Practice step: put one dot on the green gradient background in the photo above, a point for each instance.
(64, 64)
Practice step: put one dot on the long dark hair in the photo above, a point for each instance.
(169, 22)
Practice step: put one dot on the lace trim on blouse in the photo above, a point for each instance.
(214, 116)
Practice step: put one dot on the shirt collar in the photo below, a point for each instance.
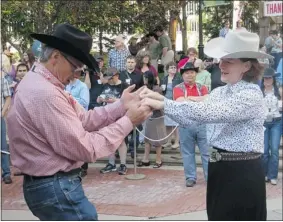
(237, 86)
(39, 68)
(75, 83)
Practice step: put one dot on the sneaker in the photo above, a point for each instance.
(83, 173)
(190, 183)
(175, 146)
(273, 181)
(7, 180)
(109, 168)
(167, 145)
(122, 169)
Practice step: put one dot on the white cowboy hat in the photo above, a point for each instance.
(236, 44)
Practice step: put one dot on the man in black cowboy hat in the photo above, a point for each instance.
(51, 135)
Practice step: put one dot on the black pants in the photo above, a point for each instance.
(236, 191)
(131, 142)
(85, 166)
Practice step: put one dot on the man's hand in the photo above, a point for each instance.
(147, 93)
(153, 104)
(111, 100)
(128, 97)
(100, 100)
(138, 114)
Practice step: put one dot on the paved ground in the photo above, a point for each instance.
(161, 195)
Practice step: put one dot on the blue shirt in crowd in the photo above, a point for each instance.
(80, 92)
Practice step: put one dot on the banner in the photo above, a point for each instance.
(273, 8)
(213, 3)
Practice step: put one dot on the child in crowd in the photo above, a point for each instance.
(154, 127)
(111, 92)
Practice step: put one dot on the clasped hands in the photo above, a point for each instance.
(140, 104)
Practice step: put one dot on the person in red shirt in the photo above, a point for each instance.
(194, 134)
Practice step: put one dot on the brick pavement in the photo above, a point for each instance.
(162, 193)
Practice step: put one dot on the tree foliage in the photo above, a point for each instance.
(97, 17)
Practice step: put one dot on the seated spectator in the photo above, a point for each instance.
(167, 84)
(193, 134)
(154, 127)
(111, 92)
(132, 76)
(272, 124)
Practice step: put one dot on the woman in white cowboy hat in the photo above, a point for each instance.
(234, 115)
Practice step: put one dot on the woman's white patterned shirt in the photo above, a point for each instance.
(234, 115)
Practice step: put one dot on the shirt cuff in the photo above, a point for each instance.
(121, 108)
(126, 124)
(167, 105)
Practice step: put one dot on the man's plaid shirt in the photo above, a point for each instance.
(5, 91)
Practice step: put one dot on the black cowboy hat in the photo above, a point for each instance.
(72, 41)
(188, 66)
(269, 73)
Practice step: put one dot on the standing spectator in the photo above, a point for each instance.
(167, 54)
(272, 124)
(268, 42)
(263, 61)
(154, 127)
(167, 84)
(21, 71)
(78, 90)
(279, 78)
(223, 32)
(28, 58)
(276, 50)
(117, 56)
(134, 46)
(5, 104)
(132, 76)
(111, 92)
(192, 55)
(154, 49)
(203, 76)
(144, 64)
(195, 133)
(95, 81)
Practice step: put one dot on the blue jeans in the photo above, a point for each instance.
□ □ □ □ □ □ □
Task: The preceding entries should be duplicated word for word; no picture belongs in the copy.

Exercise response:
Practice step: put one dot on the green gradient background in the photo above, a point for each instance.
(64, 64)
Practice step: put one dot on the long dark hair in the photo above, a point for each instance.
(169, 22)
Practice step: put one dot on the lace trim on blouse in the photo above, a point for each instance.
(214, 116)
Practice step: put one dot on the shirt collar in the photo below, a point for each instance.
(237, 86)
(39, 68)
(75, 83)
Practice step: put one dot on the sneaker in the photo above, a point for each instance.
(83, 173)
(190, 183)
(175, 146)
(273, 181)
(7, 180)
(109, 168)
(167, 145)
(122, 169)
Practice step: put one dot on the white cowboy hat in the photo above, a point for each instance.
(236, 44)
Practice step: put one dot on the man in black cowboy hat in the photo above, a point for each instance.
(51, 135)
Practice step: put one dot on the black pants in the photo above, a point for each instance.
(236, 191)
(131, 142)
(85, 166)
Practice step: put one dot on the man's hand in the photo above, a point for each instance.
(147, 93)
(153, 104)
(111, 100)
(128, 97)
(100, 100)
(138, 114)
Practice step: put one dot on the paved ground in the photo above, a point for each instance.
(161, 195)
Practice step: put one dot on the blue shirt in crowd in the photo above, a point for each instance.
(80, 92)
Practice step: put one dot on the banner in the photo above, a point for each instance.
(273, 8)
(213, 3)
Practice step: put one dot on the child in crowd in the photo above, a point for each instance.
(154, 127)
(111, 92)
Practice step: put one dot on the clasped hands in the photo above, a point for each instance.
(140, 104)
Practice step: put one dot on the person in red shirt in the photo above, a point for each instance.
(194, 134)
Practice step: put one dot on the brick pavement in the photo above, a point for each instance.
(162, 193)
Practice step: put one dot on the tree foliage in the photo above, a point for each instance.
(97, 17)
Practice step: put one dot on the seated spectator in the photo above, a point for each instance.
(167, 84)
(193, 134)
(154, 127)
(111, 92)
(132, 76)
(272, 124)
Practice step: put one dot on the woman in white cowboy hat in the photo above, a point for each instance.
(234, 115)
Practice step: put one dot on the woman's white patterned shirt in the photo above, a point for each instance.
(234, 115)
Practice step: put one dot on the shirt cuff in the photo above, a point for each instance.
(121, 108)
(126, 124)
(167, 105)
Practice step: put one dot on the man's plaid shirt in the photo above, a point for each instance.
(5, 91)
Practice step: put one dot on the black cowboy hat in the photo above, a point for each instance.
(72, 41)
(188, 66)
(269, 73)
Practice step: put one dot on the standing spectator in the photo above, a point for each instance.
(167, 54)
(272, 124)
(268, 42)
(263, 61)
(154, 127)
(167, 84)
(21, 71)
(78, 90)
(279, 78)
(223, 32)
(28, 58)
(276, 50)
(117, 56)
(134, 46)
(5, 104)
(132, 76)
(111, 92)
(192, 55)
(154, 49)
(203, 76)
(144, 64)
(195, 133)
(95, 81)
Practice step: put one dot on the blue jeans in the photo above, a point for each instance.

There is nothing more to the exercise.